> _DOCUMENT SECTION_
━━━━
Kingston Point Beach is a gathering place for many during the summer months, but its temporary shutdown in July 2021 was issued after the Ulster County Department of Health deemed it unfit for swimming because of poor water quality.
“After each of them, because we rely on old sewer systems that overflow after it rains, we see poor water quality,” said Dan Shapley, interim Riverkeeper and vice president of programs for Riverkeeper. “That means there is raw sewage in the water in a lot of places.”
What You Need To Know
- Riverkeeper says it's found a direct, positive correlation from sewage overflow and to poor water quality at popular water sources
- E.coli and enterococcus are fecal-indicated bacteria that can lead to infection
- Riverkeeper’s volunteers work from May to October collecting samples to be tested
Shapley and the team at Riverkeeper, an organization focused on maintaining the health of the Hudson River and its tributaries, are the group trying to get to the bottom of it.
“We have a good idea of what happens because of rain,” said Shapley. “Over and over again, what we see is that when it rains, the water quality is worse.”
Although Riverkeeper is not the official source the local governments use to make the decision to shut down the beach, the group is doing a lot of the legwork to determine why water quality is what it is. The organization’s footprint is huge, thanks to an elaborate volunteer network that covers much of the state.
Carmine Castaldo is one volunteer that takes care of the first step of the water testing process. He grew up in the Hudson Valley, and now spends his days meticulously collecting samples from the Wallkill River and returning them to be tested in a lab.
“Once we take the sample, we hood it to protect it from UV,” explains Castaldo. “Ultraviolet light can kill some of the bacteria we are testing for.”
━━━━
> _ENTRIES SUPPLIED_
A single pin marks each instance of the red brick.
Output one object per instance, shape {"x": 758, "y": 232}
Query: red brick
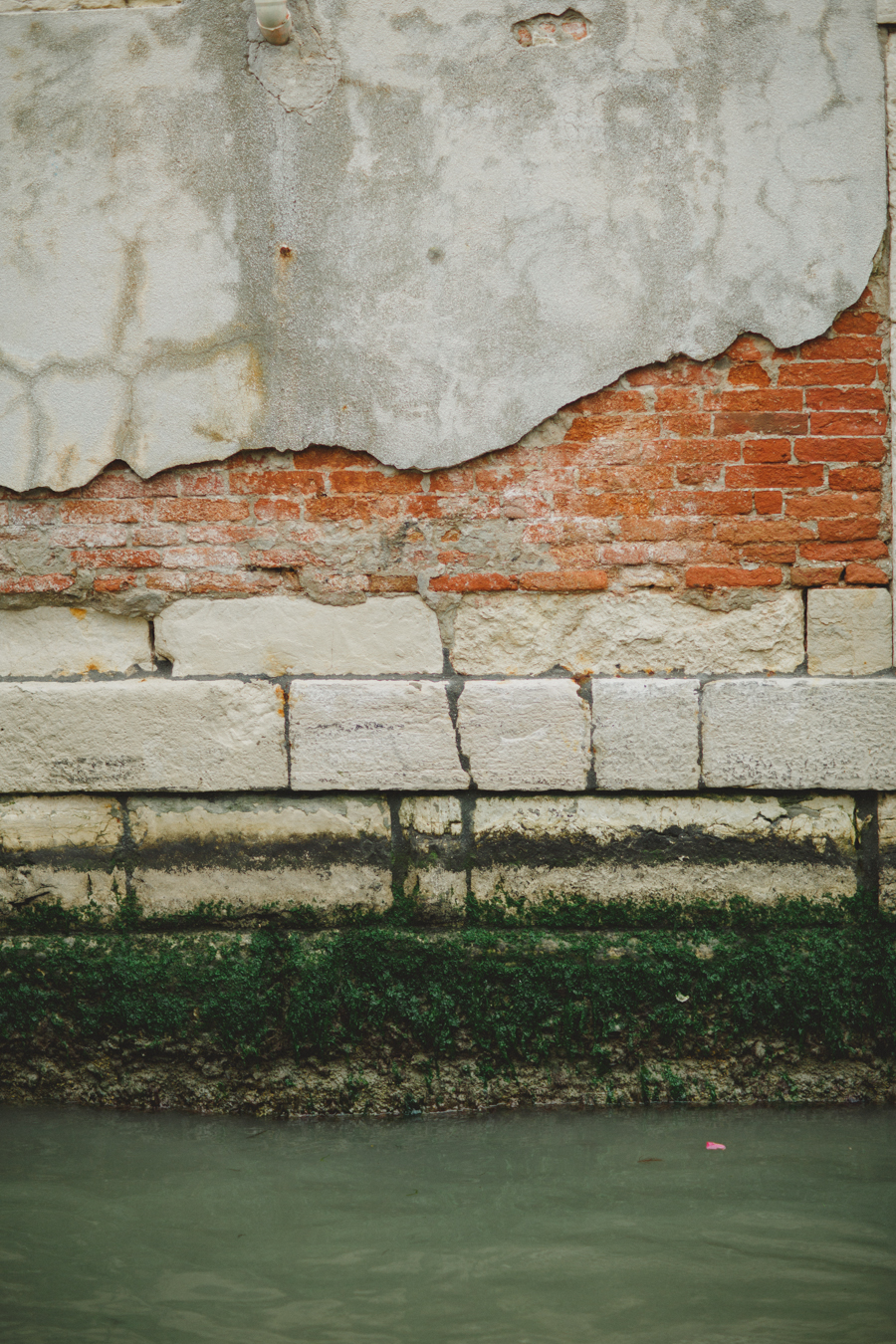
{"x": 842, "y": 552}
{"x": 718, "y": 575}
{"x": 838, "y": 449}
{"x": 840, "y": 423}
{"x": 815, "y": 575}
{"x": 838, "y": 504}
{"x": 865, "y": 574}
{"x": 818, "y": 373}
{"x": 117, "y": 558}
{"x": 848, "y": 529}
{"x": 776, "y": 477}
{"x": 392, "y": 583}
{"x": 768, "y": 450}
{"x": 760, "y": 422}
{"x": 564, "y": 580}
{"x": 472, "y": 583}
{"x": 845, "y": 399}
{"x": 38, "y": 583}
━━━━
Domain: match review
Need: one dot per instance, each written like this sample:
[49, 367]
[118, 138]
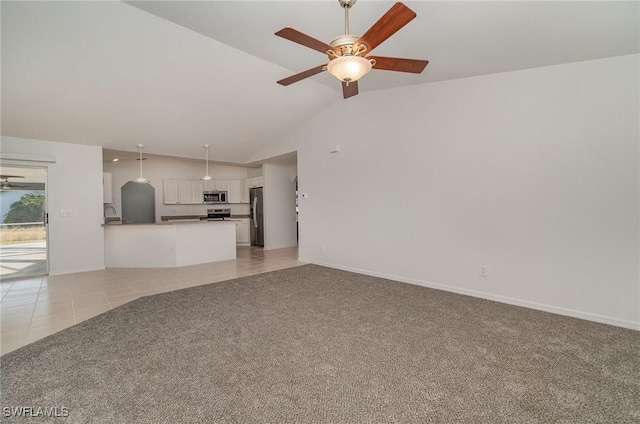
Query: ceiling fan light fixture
━━━━
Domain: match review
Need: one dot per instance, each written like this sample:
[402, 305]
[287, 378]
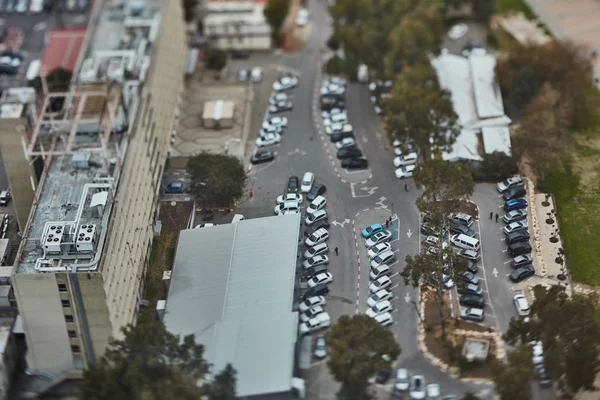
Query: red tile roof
━━━━
> _EXERCISE TASKS_
**A.** List every month named in the Kingston Point Beach article.
**B.** Echo everything in the Kingston Point Beach article from the words "Carmine Castaldo is" down to the words "tested in a lab.".
**C.** In the Kingston Point Beach article, which river does Carmine Castaldo collect samples from?

> _RESULTS OF THE EXERCISE_
**A.** July, May, October

**B.**
Carmine Castaldo is one volunteer that takes care of the first step of the water testing process. He grew up in the Hudson Valley, and now spends his days meticulously collecting samples from the Wallkill River and returning them to be tested in a lab.

**C.** The Wallkill River.